## Problem to solve
For each line of the data below that contains "sunglasses", return that line.
::::::::::
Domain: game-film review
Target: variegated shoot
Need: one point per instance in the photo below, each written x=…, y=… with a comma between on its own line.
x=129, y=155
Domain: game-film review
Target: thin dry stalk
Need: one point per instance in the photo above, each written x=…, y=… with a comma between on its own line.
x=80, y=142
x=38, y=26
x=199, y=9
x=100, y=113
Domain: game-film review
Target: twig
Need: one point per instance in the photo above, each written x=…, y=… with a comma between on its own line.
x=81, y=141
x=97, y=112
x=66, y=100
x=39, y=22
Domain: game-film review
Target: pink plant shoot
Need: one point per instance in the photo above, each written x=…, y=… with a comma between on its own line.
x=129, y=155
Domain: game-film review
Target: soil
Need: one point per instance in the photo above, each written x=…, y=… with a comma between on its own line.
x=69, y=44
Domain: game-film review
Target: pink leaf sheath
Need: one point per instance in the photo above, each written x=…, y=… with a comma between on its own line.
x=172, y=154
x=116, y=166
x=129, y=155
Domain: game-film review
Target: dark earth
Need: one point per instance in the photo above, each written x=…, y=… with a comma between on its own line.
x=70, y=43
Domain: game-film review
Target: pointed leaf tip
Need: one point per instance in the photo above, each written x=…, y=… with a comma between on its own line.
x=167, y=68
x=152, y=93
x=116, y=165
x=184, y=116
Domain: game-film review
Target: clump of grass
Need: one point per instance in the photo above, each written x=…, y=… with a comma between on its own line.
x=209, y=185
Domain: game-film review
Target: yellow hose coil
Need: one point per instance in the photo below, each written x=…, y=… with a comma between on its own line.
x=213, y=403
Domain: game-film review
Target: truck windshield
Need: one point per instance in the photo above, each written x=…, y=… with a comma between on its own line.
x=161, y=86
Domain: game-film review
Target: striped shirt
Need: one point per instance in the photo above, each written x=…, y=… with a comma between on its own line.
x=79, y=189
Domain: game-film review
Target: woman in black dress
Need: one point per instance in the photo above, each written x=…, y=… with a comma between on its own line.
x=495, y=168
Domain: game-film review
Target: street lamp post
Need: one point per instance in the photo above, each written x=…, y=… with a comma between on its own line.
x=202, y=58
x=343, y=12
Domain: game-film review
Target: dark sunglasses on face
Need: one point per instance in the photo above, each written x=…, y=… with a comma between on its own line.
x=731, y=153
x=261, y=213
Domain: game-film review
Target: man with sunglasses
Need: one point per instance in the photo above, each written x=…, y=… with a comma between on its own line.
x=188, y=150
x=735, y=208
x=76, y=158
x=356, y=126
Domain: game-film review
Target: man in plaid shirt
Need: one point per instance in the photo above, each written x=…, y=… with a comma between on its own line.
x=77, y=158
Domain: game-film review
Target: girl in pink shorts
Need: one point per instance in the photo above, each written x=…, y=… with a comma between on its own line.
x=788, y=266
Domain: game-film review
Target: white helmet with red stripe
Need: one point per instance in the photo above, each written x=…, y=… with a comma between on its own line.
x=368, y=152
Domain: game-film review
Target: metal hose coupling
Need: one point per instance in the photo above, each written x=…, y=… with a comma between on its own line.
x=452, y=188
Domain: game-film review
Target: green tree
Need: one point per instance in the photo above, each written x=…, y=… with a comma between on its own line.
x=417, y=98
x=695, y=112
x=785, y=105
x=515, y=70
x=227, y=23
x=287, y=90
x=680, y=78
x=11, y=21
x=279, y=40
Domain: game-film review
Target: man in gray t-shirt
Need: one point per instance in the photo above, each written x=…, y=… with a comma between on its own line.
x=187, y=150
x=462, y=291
::::::::::
## Finished task
Target: dark sunglasses on face
Target: man with sunglasses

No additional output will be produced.